> **WHAT THE TASK REQUIRES**
Output each line from the one that contains "Tag the horse's forelock" to the final line of the data below, exactly, and include nothing else.
+--
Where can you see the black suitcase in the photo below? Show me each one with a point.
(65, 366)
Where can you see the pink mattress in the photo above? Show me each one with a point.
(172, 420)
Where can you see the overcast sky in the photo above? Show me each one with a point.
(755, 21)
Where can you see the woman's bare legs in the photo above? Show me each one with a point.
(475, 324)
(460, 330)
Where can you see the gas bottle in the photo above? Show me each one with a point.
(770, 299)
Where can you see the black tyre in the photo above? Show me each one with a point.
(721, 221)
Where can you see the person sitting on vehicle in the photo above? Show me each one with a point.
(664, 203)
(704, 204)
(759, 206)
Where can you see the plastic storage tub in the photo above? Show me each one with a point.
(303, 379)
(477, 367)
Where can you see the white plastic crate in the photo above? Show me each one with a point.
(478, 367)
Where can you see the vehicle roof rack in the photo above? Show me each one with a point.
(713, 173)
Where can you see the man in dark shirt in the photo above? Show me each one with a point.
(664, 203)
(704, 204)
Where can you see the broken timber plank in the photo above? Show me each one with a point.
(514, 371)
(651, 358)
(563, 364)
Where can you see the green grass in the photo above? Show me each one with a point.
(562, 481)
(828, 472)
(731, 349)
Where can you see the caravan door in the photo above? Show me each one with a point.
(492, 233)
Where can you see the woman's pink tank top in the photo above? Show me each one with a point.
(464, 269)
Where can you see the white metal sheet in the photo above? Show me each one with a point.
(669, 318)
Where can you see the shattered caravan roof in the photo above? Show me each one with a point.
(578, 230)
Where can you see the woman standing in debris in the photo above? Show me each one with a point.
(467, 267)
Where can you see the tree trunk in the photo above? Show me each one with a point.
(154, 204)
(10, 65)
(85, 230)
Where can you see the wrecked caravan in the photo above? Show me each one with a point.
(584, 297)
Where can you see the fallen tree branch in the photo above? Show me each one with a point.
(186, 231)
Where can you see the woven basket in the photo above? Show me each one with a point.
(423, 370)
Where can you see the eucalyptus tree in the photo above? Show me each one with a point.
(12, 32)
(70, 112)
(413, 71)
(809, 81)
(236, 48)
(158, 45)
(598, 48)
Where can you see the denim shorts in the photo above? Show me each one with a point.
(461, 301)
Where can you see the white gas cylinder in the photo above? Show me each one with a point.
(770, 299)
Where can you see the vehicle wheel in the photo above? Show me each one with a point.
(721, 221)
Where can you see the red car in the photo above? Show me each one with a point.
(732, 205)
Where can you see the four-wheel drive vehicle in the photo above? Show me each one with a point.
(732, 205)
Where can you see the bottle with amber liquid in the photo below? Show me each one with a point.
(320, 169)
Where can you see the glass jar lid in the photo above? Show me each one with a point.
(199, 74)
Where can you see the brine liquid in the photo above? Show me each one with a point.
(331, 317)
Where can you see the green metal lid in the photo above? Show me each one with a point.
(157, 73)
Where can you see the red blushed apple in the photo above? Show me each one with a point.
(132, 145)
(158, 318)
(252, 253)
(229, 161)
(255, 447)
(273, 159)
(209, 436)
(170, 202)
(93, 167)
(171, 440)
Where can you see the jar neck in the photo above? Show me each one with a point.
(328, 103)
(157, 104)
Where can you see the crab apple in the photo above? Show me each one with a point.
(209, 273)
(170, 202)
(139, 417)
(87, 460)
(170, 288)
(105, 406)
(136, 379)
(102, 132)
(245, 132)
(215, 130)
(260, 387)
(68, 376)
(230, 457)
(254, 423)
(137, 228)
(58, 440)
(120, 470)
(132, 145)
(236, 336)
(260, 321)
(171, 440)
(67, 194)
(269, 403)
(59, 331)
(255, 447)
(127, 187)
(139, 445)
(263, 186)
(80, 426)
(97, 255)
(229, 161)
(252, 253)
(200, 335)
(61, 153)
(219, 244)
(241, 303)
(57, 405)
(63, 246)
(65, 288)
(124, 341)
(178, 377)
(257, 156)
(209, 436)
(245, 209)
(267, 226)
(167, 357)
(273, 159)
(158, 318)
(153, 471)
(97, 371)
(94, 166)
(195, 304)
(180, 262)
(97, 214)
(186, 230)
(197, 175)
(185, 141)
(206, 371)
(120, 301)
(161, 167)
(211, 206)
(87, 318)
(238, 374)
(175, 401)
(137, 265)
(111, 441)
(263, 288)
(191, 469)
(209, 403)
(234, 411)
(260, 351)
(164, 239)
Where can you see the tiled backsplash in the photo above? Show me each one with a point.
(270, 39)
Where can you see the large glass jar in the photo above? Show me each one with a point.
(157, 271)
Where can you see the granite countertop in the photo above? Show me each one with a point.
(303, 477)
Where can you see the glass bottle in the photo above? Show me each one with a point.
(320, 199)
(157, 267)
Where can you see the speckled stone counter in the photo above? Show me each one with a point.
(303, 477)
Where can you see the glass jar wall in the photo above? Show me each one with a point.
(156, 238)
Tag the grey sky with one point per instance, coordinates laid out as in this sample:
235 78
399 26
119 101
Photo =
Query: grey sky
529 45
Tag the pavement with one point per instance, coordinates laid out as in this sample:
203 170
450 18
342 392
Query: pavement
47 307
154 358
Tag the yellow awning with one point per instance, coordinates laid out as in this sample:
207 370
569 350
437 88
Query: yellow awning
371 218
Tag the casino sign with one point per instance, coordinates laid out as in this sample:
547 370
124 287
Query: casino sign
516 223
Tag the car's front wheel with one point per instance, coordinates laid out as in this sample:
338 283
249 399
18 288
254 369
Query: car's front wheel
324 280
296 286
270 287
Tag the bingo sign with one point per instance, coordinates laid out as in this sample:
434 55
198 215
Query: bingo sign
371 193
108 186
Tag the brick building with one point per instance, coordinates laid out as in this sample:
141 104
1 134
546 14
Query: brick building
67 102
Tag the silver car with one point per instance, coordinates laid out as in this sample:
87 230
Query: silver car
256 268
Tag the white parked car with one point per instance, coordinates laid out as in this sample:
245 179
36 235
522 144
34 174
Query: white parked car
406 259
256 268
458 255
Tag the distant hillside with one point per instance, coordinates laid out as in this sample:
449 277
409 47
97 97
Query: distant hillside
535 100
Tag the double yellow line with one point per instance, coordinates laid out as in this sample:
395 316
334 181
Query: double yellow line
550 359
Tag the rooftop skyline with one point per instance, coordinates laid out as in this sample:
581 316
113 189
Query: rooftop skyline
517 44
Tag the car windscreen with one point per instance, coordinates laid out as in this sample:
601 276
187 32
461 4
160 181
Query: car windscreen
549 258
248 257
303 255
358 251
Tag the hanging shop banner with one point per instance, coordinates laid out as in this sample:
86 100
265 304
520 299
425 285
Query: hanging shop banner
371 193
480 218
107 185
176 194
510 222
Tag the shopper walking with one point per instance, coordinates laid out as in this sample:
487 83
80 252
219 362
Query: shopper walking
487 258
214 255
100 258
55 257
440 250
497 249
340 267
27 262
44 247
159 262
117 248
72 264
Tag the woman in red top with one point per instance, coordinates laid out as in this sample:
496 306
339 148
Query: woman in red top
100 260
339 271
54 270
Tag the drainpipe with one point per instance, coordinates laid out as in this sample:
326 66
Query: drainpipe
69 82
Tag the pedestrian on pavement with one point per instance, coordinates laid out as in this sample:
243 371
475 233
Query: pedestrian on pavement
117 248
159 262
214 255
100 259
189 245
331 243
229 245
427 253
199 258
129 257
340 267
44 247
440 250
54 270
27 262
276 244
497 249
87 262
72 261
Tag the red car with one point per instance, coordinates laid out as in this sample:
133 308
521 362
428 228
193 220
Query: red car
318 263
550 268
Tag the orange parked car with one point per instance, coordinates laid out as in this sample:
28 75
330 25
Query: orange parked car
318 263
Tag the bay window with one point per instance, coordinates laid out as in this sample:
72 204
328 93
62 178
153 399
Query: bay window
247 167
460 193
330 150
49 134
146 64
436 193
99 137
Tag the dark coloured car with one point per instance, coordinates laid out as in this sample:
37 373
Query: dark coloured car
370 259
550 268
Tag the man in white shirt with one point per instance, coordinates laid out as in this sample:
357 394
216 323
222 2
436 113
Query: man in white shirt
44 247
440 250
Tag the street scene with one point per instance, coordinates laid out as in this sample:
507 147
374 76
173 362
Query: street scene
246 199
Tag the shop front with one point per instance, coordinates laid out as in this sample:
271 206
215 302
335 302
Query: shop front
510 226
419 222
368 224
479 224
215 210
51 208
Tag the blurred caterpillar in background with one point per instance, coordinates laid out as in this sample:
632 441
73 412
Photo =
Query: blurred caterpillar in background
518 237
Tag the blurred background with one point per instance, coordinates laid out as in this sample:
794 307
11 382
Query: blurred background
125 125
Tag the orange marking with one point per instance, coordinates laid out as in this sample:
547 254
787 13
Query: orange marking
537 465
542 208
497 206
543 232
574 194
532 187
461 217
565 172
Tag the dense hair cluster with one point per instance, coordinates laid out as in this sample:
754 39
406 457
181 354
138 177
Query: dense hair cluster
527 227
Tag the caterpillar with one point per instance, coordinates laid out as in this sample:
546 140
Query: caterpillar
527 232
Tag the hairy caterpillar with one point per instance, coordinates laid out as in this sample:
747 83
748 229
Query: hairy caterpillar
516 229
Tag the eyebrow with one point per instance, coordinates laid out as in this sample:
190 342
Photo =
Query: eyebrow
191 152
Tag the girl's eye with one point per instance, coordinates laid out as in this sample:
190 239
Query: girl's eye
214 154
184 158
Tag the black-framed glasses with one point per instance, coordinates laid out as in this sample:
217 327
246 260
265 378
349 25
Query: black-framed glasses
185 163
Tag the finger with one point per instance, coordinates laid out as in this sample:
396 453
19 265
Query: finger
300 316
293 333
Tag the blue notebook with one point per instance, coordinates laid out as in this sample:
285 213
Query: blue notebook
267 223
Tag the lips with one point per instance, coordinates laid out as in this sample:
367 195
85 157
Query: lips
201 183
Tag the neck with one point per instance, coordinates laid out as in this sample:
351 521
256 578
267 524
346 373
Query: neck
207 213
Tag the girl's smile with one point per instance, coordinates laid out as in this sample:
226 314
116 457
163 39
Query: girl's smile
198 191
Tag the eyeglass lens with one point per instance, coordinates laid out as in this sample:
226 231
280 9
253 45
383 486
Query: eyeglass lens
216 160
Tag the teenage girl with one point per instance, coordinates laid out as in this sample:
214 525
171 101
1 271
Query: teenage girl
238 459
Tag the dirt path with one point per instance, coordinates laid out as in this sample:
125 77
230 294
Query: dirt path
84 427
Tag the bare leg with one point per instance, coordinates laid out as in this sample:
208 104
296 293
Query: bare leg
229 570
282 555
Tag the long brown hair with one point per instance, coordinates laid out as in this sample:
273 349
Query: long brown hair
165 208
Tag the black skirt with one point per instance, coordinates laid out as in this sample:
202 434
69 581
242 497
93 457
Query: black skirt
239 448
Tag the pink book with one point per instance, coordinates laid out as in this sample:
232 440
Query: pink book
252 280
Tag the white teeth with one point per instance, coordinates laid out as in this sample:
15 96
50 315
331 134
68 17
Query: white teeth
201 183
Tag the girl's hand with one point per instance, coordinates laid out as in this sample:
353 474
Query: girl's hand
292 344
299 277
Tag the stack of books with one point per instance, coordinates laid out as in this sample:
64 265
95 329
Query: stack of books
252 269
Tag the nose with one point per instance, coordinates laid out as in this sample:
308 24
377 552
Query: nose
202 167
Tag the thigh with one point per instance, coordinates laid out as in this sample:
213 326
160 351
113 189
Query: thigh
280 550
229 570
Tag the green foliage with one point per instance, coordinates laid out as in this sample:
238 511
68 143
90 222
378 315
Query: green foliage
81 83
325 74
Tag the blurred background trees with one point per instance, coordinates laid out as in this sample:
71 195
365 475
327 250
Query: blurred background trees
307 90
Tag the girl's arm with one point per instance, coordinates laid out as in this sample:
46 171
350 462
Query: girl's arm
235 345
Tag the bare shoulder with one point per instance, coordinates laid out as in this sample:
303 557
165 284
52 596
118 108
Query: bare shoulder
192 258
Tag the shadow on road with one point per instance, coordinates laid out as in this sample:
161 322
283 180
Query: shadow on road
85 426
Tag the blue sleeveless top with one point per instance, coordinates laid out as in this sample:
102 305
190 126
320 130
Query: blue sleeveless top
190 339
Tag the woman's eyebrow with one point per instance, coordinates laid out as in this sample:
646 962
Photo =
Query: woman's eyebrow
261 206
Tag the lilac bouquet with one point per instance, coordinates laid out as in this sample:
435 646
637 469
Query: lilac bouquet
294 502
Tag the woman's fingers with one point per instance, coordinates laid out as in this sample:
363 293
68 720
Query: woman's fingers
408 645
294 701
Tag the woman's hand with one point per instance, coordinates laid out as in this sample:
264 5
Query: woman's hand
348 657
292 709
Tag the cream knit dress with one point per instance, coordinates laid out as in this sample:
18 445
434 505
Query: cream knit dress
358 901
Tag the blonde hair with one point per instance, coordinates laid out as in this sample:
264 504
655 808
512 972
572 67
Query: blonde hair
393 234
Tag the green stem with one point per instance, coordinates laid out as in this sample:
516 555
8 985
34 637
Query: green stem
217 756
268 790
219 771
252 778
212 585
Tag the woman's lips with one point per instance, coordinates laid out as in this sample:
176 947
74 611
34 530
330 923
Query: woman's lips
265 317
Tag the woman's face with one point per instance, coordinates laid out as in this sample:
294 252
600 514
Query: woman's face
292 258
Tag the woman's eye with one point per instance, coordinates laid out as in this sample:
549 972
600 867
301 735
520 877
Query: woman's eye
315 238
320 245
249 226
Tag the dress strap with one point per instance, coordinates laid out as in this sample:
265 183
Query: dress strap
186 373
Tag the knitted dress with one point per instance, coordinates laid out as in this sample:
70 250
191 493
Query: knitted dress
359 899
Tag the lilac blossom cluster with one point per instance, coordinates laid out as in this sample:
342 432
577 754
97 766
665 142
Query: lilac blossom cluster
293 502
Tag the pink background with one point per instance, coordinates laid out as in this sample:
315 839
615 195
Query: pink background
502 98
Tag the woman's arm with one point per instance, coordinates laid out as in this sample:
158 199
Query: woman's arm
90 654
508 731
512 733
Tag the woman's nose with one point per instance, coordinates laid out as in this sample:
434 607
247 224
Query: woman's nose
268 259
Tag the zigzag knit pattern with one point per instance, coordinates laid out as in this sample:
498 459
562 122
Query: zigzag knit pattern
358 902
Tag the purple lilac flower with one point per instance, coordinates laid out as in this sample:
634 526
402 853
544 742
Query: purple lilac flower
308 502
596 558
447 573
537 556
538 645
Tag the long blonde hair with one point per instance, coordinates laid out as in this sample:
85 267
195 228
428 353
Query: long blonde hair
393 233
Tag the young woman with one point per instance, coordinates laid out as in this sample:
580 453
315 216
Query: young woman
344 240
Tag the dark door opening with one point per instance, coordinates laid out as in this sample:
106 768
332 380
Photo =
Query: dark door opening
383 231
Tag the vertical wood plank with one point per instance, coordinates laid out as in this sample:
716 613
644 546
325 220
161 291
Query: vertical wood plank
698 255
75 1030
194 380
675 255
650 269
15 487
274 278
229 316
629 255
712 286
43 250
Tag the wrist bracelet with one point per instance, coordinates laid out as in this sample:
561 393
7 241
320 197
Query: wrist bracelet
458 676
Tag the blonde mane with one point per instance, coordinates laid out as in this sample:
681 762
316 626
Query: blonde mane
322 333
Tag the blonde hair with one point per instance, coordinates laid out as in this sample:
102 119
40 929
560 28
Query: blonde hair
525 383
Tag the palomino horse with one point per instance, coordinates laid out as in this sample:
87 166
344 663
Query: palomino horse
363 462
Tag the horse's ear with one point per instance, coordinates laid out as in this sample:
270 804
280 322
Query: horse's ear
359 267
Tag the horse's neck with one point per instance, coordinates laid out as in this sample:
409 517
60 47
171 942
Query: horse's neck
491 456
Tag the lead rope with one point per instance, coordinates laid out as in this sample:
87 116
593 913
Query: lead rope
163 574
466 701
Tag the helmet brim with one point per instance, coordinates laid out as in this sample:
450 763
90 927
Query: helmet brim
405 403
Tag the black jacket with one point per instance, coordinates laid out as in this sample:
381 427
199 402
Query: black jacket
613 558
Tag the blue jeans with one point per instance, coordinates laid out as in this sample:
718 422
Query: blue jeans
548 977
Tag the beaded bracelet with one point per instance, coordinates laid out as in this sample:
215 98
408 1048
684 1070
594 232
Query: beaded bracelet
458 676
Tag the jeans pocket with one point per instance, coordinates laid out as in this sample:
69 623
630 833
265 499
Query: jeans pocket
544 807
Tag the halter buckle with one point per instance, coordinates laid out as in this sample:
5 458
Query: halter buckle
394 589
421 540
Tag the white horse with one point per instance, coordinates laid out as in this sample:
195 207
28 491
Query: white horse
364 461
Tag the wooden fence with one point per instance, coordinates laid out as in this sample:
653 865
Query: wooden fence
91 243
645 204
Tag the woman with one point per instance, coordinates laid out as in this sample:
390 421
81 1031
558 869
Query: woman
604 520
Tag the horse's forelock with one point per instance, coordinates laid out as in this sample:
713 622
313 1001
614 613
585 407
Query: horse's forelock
+--
> **RESPONSE TO THE TASK**
Tag the horse's forelock with one point per instance, coordinates laid out as in this sample:
713 622
313 1001
614 613
585 407
Query: horse's forelock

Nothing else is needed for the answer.